Requirement =
Reproduce the article on Israel's strikes in Gaza verbatim from "Israel Strikes Another" to "casualties was unclear.".

Source passage =
Israel Strikes Another School as It Pushes On in Gaza
The Israeli military pushed ahead with its offensive in central Gaza on Friday, saying it had killed dozens of militants, including some who had holed up in the premises of a former United Nations school that had been converted into a shelter in the area.
The military said it targeted Hamas fighters at a school compound in Shati, a coastal neighborhood northwest of Gaza City’s downtown. The number of casualties was unclear.
“Hamas systematically, intentionally and strategically places its infrastructure and operates from within civilian areas in full violation of international law and while putting the lives of Gazan civilians at risk,” the Israeli military said in a statement after the strike.
Friday’s attack occurred a day after a strike on a similar school complex nearby in Nuseirat where displaced civilians had taken shelter. The Gazan health authorities said women and children were among those killed in that strike.

[Stored items]
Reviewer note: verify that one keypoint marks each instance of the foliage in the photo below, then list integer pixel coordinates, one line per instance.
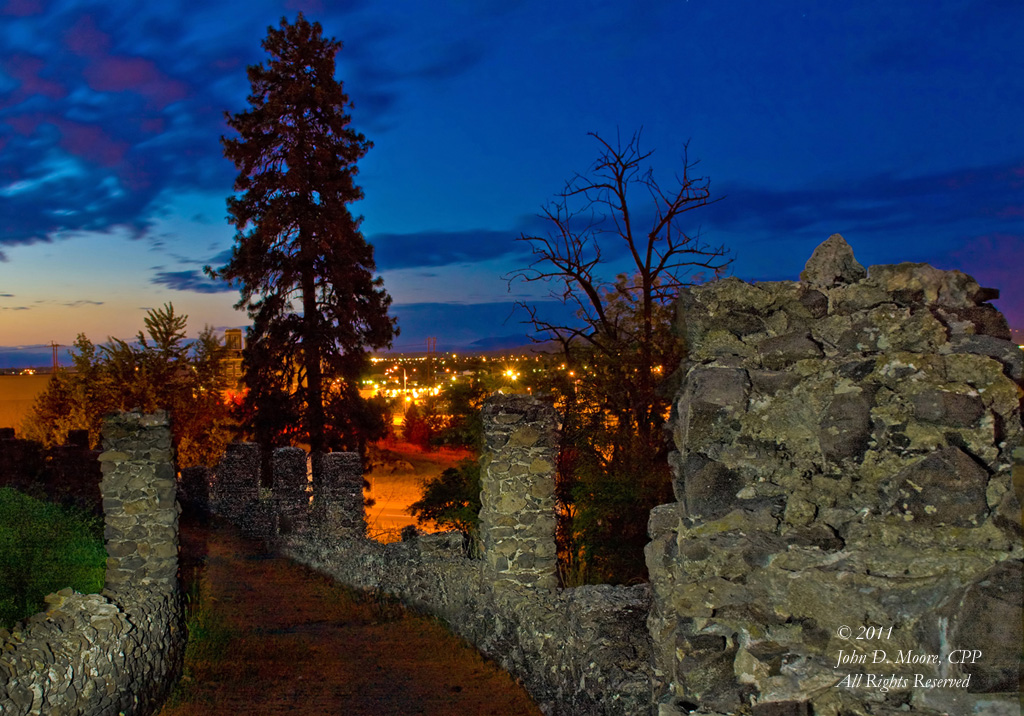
(43, 548)
(416, 426)
(304, 270)
(452, 500)
(619, 349)
(160, 371)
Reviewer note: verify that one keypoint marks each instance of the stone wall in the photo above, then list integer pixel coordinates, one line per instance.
(118, 653)
(583, 650)
(847, 538)
(517, 513)
(69, 473)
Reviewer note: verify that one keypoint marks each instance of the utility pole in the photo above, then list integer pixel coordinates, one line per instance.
(431, 351)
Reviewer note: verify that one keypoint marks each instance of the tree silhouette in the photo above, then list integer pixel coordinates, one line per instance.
(616, 253)
(303, 268)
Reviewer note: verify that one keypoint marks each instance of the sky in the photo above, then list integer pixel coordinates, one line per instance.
(896, 124)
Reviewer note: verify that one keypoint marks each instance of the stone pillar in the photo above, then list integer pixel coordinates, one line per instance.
(338, 497)
(291, 498)
(517, 517)
(238, 481)
(138, 489)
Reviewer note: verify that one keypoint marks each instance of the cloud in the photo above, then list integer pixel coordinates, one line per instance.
(190, 281)
(394, 251)
(944, 203)
(461, 326)
(132, 96)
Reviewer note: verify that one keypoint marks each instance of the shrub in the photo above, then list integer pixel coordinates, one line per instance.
(453, 499)
(45, 547)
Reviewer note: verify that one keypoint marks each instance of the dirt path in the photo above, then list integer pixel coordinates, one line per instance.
(272, 637)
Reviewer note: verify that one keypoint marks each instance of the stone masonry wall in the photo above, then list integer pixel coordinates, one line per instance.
(583, 650)
(121, 651)
(847, 537)
(517, 514)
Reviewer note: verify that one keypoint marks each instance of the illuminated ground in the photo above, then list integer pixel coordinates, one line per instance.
(398, 485)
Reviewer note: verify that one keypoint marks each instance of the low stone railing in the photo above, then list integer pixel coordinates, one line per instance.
(120, 651)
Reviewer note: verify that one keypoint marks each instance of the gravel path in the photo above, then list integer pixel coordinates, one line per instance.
(273, 637)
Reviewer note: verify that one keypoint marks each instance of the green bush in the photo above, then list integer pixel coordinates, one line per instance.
(453, 499)
(45, 547)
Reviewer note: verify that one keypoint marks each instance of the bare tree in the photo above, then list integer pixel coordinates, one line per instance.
(596, 225)
(616, 253)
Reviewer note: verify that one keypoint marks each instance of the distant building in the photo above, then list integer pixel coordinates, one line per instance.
(233, 342)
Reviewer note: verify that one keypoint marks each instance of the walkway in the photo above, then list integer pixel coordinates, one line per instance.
(272, 637)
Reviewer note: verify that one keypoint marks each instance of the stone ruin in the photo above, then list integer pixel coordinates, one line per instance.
(847, 535)
(843, 468)
(120, 651)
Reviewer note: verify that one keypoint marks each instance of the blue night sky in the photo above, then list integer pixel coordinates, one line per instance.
(895, 123)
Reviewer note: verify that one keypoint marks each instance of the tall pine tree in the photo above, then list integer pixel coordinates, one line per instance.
(305, 272)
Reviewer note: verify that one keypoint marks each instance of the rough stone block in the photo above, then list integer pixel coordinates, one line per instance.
(946, 488)
(832, 263)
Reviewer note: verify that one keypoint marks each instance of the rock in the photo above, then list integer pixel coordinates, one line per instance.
(986, 617)
(947, 408)
(946, 488)
(944, 288)
(845, 430)
(709, 488)
(782, 351)
(832, 263)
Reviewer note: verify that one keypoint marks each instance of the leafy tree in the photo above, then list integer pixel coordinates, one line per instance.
(304, 270)
(161, 370)
(452, 500)
(619, 218)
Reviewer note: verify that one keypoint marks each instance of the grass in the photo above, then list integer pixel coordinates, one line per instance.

Result below =
Israel Strikes Another School as It Pushes On in Gaza
The Israeli military pushed ahead with its offensive in central Gaza on Friday, saying it had killed dozens of militants, including some who had holed up in the premises of a former United Nations school that had been converted into a shelter in the area.
The military said it targeted Hamas fighters at a school compound in Shati, a coastal neighborhood northwest of Gaza City’s downtown. The number of casualties was unclear.